--- Cosa produrre ---
Riscrivi tutte le righe sostituendo "grey coat" con "blue coat". Il resto deve restare identico.

--- Dati registrati ---

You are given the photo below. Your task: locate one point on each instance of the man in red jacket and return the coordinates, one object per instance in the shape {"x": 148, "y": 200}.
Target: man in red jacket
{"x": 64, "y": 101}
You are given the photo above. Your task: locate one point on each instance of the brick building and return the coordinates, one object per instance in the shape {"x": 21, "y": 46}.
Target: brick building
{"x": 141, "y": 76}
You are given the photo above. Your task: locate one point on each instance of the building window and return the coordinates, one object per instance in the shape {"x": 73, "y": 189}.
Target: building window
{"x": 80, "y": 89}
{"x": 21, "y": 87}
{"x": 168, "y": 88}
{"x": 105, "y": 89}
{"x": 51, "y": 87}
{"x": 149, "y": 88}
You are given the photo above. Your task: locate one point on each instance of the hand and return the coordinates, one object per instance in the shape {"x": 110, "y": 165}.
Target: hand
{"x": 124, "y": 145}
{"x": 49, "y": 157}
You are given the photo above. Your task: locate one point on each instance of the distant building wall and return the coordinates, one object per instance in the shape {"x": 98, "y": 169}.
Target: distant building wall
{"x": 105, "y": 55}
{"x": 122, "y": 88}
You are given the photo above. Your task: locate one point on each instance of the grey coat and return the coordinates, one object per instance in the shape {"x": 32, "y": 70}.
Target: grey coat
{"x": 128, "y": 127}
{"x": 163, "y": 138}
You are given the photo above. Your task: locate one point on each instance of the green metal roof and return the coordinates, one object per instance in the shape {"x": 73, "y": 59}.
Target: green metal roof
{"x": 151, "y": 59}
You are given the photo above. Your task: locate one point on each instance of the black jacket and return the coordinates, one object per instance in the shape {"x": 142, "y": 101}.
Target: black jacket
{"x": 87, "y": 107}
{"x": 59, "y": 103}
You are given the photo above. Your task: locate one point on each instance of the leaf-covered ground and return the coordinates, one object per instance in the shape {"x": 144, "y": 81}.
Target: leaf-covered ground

--- Soluzione ---
You are given the photo below. Your task: locate one point on each instance of the man in red jacket and return the coordinates, one object per instance in the shape {"x": 148, "y": 200}.
Target: man in red jacket
{"x": 64, "y": 101}
You are given the photo above. Your task: locate one point on each instance of the brick building and return the coordinates, one object per instance in the shape {"x": 21, "y": 46}.
Target: brick building
{"x": 141, "y": 76}
You are given the photo above. Your task: locate one point on each instance of the building window and return the coordinates, one object per instance in the shape {"x": 73, "y": 189}.
Target: building window
{"x": 80, "y": 89}
{"x": 21, "y": 87}
{"x": 168, "y": 88}
{"x": 105, "y": 89}
{"x": 51, "y": 87}
{"x": 149, "y": 88}
You are given the photo above. Your task: locate one point on each instance of the hand and return the coordinates, one object per instance in the shape {"x": 110, "y": 165}.
Target: hand
{"x": 124, "y": 145}
{"x": 49, "y": 157}
You are given the photo above. Your task: locate one point on each instance of the distant building wall and return the coordinates, one object per instance in the shape {"x": 98, "y": 169}.
Target: distant building wall
{"x": 105, "y": 55}
{"x": 122, "y": 88}
You are given the photo above. Your task: locate one point on each instance of the blue coat and return the coordinates, one object per instance in the shape {"x": 32, "y": 70}.
Target: blue coat
{"x": 128, "y": 127}
{"x": 163, "y": 138}
You are given the photo above. Your task: locate one point on each instance of the green metal roof and return the coordinates, one object per instance in the shape {"x": 73, "y": 59}.
Target: green metal roof
{"x": 151, "y": 59}
You are given the photo above. Your task: locate one point on each instance of the black jacket and return the coordinates, one object per instance in the shape {"x": 142, "y": 101}.
Target: black jacket
{"x": 87, "y": 107}
{"x": 59, "y": 103}
You are given the photo above. Your task: locate one point on each instance of the leaf-covered ground and return the coordinates, one object per instance in the shape {"x": 144, "y": 81}.
Target: leaf-covered ground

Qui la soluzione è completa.